(Records from a data collection)
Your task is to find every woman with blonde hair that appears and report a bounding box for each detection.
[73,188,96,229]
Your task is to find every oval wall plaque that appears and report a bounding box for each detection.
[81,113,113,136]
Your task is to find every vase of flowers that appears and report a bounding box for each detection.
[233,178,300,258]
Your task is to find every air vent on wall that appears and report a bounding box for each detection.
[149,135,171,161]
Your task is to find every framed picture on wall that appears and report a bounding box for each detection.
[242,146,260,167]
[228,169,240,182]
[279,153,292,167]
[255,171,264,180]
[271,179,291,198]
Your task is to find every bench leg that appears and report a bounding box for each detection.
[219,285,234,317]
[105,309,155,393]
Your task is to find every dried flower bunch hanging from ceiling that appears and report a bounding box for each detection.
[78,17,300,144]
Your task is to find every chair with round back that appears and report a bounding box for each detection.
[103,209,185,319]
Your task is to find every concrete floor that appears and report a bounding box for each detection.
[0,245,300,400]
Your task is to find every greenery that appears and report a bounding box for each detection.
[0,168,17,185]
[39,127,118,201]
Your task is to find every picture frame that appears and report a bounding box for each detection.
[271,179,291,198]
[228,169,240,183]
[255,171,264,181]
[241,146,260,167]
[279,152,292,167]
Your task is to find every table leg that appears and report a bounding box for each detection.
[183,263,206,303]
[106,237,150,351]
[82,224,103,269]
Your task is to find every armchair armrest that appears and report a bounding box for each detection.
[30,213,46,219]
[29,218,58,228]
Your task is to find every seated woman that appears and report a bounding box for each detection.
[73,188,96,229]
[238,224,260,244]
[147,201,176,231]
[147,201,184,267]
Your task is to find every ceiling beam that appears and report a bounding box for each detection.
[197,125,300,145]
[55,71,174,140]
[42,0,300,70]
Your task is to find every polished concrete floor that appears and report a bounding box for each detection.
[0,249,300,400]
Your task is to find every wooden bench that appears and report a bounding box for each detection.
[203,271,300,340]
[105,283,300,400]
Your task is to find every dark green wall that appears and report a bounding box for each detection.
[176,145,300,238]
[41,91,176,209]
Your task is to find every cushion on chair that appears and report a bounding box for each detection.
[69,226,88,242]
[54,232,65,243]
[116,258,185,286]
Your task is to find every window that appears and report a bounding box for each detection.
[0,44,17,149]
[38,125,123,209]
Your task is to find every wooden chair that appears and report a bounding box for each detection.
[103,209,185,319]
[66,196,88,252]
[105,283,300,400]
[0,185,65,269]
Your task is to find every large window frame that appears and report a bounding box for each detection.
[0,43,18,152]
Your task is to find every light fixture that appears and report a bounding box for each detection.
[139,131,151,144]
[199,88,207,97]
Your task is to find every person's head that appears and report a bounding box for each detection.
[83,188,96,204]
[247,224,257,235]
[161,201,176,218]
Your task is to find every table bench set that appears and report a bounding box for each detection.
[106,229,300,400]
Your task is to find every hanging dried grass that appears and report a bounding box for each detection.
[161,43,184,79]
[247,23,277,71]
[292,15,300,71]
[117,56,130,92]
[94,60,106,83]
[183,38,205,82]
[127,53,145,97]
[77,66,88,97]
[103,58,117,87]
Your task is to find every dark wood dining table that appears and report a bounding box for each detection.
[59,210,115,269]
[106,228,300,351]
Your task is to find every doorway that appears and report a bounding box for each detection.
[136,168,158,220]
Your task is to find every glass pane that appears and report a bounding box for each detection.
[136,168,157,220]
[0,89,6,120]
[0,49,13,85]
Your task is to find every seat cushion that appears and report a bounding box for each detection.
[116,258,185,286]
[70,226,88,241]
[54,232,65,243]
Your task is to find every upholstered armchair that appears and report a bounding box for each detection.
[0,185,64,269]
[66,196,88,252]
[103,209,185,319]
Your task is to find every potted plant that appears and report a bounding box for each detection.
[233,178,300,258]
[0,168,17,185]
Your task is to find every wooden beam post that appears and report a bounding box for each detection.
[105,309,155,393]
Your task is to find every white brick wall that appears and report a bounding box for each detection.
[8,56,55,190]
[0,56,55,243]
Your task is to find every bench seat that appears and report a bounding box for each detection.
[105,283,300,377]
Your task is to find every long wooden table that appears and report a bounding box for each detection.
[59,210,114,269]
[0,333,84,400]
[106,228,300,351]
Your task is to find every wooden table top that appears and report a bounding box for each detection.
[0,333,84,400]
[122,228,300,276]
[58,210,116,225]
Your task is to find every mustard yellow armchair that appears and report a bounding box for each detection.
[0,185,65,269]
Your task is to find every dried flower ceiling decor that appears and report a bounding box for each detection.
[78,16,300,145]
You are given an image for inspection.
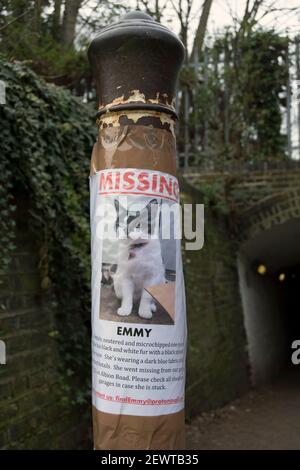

§ TASK BRIEF
Pick out every line of the records above that contains the word "dark", and copy each one.

§ FINAL RESULT
Your task is to find every dark green wall that appears and report a bounding box for each detection.
Your task is to find every dark wood dining table that appears and report a bounding box for each detection.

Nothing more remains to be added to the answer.